EXCERTO FORNECIDO:
--- --- ---

Embora o devesse ter efectuado, o Tribunal a quo deixou de considerar as circunstâncias e as especificidades do direito em questão, em desconsideração do favor laboratoris, princípio essencial e estruturante do direito do trabalho. Este princípio se desdobra em outros três subprincípios essenciais: da norma mais favorável, princípio da condição mais benéfica e o princípio da interpretação mais favorável, definindo este último, que em caso de ambiguidade na interpretação da norma, deve-se escolher a interpretação que favoreça o trabalhador.  
 
O artigo 76.º da CRA não é uma norma meramente programática, mas sim uma norma de eficácia plena e aplicabilidade directa, que impõe uma obrigação objectiva ao Estado, aos poderes públicos, inclusive tribunais, e aos empregadores, de garantir que a relação laboral seja protegida contra interferências arbitrárias e despedimentos abusivos.  
 
No caso em apreço, o despedimento da Recorrente foi manifestamente ilegal, conforme já demonstrado nos autos. No entanto, o Tribunal a quo interpretou de maneira restritiva o direito à indemnização, criando uma barreira processual indevida ao entendimento de que a caducidade do direito de acção de reintegração implica a perda do direito à indemnização, mediante a prejudicialidade sobre esta última, algo que não encontra qualquer fundamentação na Constituição ou na Lei Geral do Trabalho.

--- --- ---

DADOS DESTA TAREFA:

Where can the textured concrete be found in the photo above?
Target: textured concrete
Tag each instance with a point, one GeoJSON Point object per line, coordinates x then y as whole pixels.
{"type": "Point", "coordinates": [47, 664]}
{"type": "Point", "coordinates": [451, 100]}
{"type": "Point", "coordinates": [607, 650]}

--- --- ---

TAREFA INDICADA 1: Pode devolver, do excerto fornecido sobre o direito à indemnização, o trecho que vai de "O artigo 76.º" até "e despedimentos abusivos."?
TAREFA INDICADA 2: Pode reescrever todas as linhas dos registos como uma lista numerada, sem incluir as linhas em branco?

RESPOSTA COMPLETA 1:
O artigo 76.º da CRA não é uma norma meramente programática, mas sim uma norma de eficácia plena e aplicabilidade directa, que impõe uma obrigação objectiva ao Estado, aos poderes públicos, inclusive tribunais, e aos empregadores, de garantir que a relação laboral seja protegida contra interferências arbitrárias e despedimentos abusivos.

RESPOSTA COMPLETA 2:
1. Where can the textured concrete be found in the photo above?
2. Target: textured concrete
3. Tag each instance with a point, one GeoJSON Point object per line, coordinates x then y as whole pixels.
4. {"type": "Point", "coordinates": [47, 664]}
5. {"type": "Point", "coordinates": [451, 100]}
6. {"type": "Point", "coordinates": [607, 650]}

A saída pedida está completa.